Your task is to repeat the entries underneath exactly, minus the pictures.

Supplied data:
-=-=-=-=-

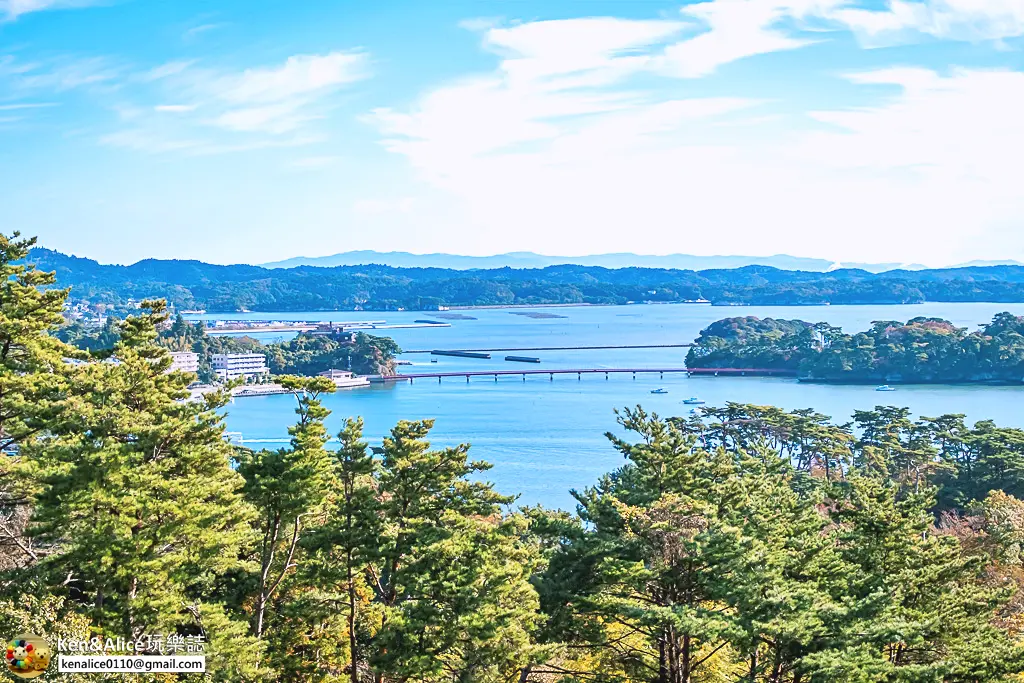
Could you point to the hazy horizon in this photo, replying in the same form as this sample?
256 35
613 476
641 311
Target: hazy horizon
847 130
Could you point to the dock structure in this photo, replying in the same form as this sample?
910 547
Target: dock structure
462 354
755 372
547 348
579 372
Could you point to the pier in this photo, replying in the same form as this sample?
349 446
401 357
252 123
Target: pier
579 372
548 348
754 372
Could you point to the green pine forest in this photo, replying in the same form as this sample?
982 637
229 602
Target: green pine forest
921 350
755 545
305 354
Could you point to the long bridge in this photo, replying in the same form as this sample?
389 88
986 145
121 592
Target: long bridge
550 348
580 372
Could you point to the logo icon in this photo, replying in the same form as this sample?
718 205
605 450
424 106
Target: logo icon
28 655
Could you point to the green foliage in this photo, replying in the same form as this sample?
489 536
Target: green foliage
190 285
308 354
305 354
139 510
709 556
752 544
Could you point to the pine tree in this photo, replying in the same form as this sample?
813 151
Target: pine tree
286 487
33 383
139 502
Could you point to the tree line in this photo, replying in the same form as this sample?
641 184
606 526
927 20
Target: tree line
749 544
304 354
189 285
923 349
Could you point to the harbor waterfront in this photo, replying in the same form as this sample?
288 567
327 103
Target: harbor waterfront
545 436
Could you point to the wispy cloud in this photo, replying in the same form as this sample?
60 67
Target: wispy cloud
25 105
260 107
949 19
176 109
195 32
11 9
557 138
61 74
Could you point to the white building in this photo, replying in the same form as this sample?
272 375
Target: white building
185 361
231 366
344 379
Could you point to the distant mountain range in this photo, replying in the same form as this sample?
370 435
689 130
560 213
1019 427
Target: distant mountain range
192 285
623 260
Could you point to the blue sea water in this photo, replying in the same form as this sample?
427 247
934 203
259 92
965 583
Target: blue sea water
547 436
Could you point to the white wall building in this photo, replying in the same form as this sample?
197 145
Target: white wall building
344 379
231 366
185 361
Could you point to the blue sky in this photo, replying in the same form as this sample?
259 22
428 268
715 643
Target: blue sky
252 131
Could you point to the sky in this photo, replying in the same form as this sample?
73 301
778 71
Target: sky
247 131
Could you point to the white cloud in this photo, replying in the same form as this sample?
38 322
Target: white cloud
11 9
568 151
315 162
300 76
25 105
372 207
175 109
737 29
950 19
61 74
252 105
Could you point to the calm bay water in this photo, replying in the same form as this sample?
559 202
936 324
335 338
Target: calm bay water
545 437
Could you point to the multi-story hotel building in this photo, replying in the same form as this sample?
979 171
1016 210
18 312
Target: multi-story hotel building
185 361
231 366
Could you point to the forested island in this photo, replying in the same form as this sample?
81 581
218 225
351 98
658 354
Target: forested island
921 350
193 285
750 544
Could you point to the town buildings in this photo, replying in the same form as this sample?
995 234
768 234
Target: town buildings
185 361
344 379
232 366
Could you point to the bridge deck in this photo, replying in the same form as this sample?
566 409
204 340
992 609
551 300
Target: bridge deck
589 371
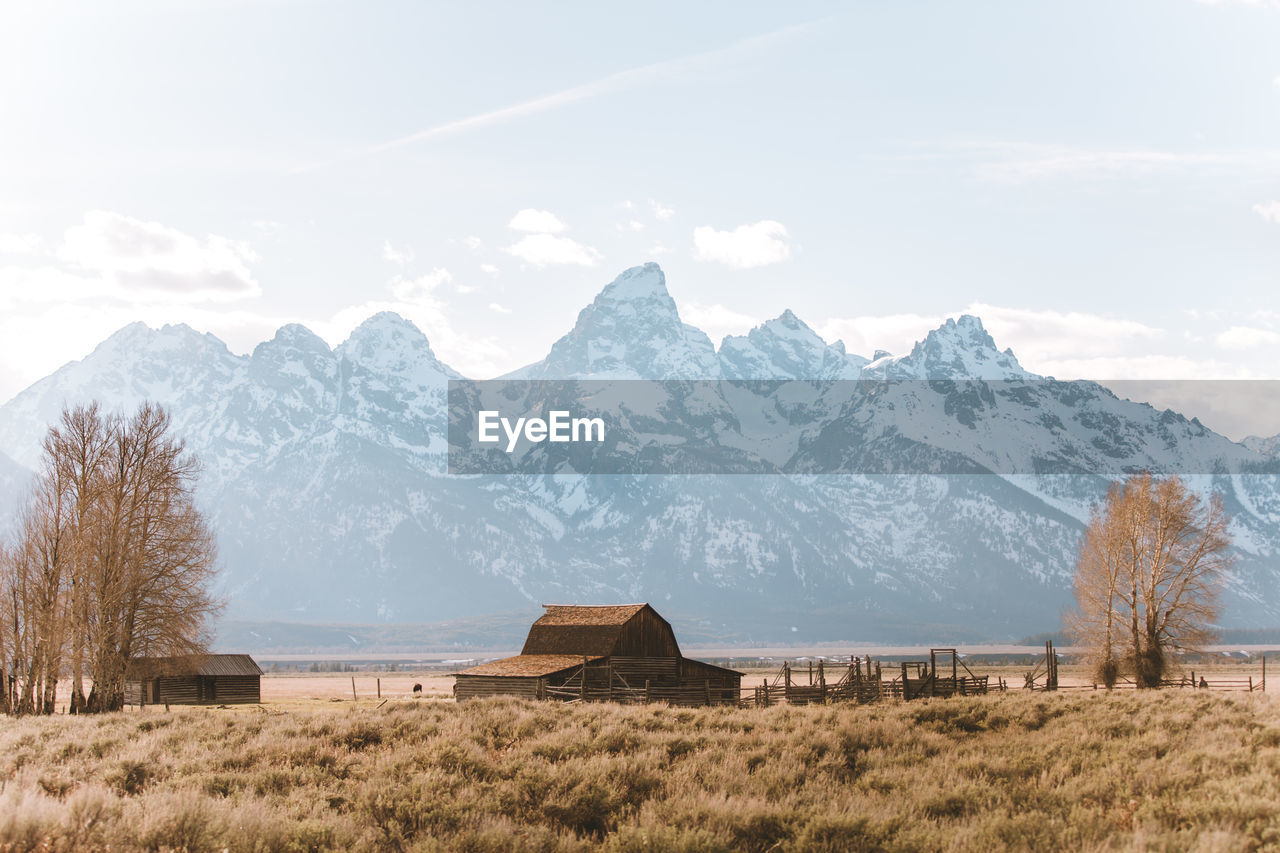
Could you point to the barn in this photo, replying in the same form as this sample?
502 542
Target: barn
193 679
602 652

-=-=-=-=-

Written answer:
Could you point to the hazy horizon in this photo, replying in the same form as this sample?
256 35
613 476
641 311
Target: hazy horizon
847 130
Could you point to the dock structure in this photo, replying in the same form as this sample?
910 547
Target: dock structure
462 354
755 372
547 348
579 372
Could you point to the pier in this photo, replying in the same form as this sample?
349 446
401 357
252 123
Target: pier
579 372
548 348
754 372
Could you point to the green pine forest in this photo, replying in the same form as this sample?
982 637
229 602
Target: green pine forest
921 350
755 545
305 354
Could you point to the long bridge in this photo, replying in the same form as this sample?
389 88
986 145
121 592
Target: long bridge
550 348
580 372
Could you point to the logo icon in this photo, replying in the same form as this sample?
718 205
605 450
424 106
Target: logo icon
28 655
Could you point to the green foliage in this photo, replying in the same form as this sample?
489 536
Target: green foliage
190 285
308 354
305 354
139 510
709 556
752 544
Could you point to the pine tree in this photo, replying in the same form as this sample?
813 151
Target: pine tree
286 487
33 383
139 502
Could you point to the tree line in this photo, replying in the same form as this sample?
641 184
606 526
927 20
Target: tree line
749 544
304 354
189 285
923 349
Could you point to the harbor waterfront in this photo, replying in the same form as this sample?
288 567
327 103
Target: harbor waterfront
545 436
Could you point to the wispy cloud in this photo, replying in the same form as this sample?
60 67
Target: wispy cloud
25 105
260 107
949 19
176 109
195 32
11 9
557 138
61 74
Could you point to the white building in this photo, replying in the same form as this sample?
272 375
Target: white building
185 361
231 366
344 379
Could you point to the distant mountain range in this photo, replying in the same form as this sample?
370 435
689 130
560 213
1019 427
Target: distant mountain range
192 285
623 260
Could you point to the blue sea water in this photo, replying in the same form as this sample?
427 247
934 203
259 92
965 583
Target: blue sea water
547 436
Could you point to the white wall building in this photo, replying in the same form as this sample?
197 145
Target: white wall building
344 379
231 366
185 361
Could you point to the blue sky in this photo, replying in the same form as this sample?
259 22
428 268
715 643
Target: blue sky
252 131
Could you point to the sky in this photo, replying in the same form as this sample?
73 301
778 71
Target: sky
247 131
Could you point to the white cloud in this photo, replying in the same form as this sample?
38 322
Target: white cloud
11 9
568 151
315 162
300 76
25 105
372 207
175 109
737 29
950 19
61 74
252 105
Could you point to the calm bay water in this photo, replying in the same form as this sample?
559 202
936 324
335 338
Target: calm bay water
545 437
Could you point to the multi-story hotel building in this photo, replying in the same form as this sample?
979 171
1016 210
18 312
Target: multi-story hotel building
185 361
231 366
Could you point to the forested island in this photo, replying in the same form as this sample?
81 581
218 225
351 98
658 354
Target: forested island
921 350
193 285
750 544
Could you point to the town buildings in this photo, replying in the same form as this sample?
995 234
768 234
Target: town buildings
185 361
344 379
232 366
Could you point to the bridge deck in this photo, replying in the same form as this sample?
566 409
204 340
992 609
551 300
Target: bridge deck
589 371
Could you point to the barn in this photo, replying in the same form as this sample?
502 542
Target: barn
193 679
602 652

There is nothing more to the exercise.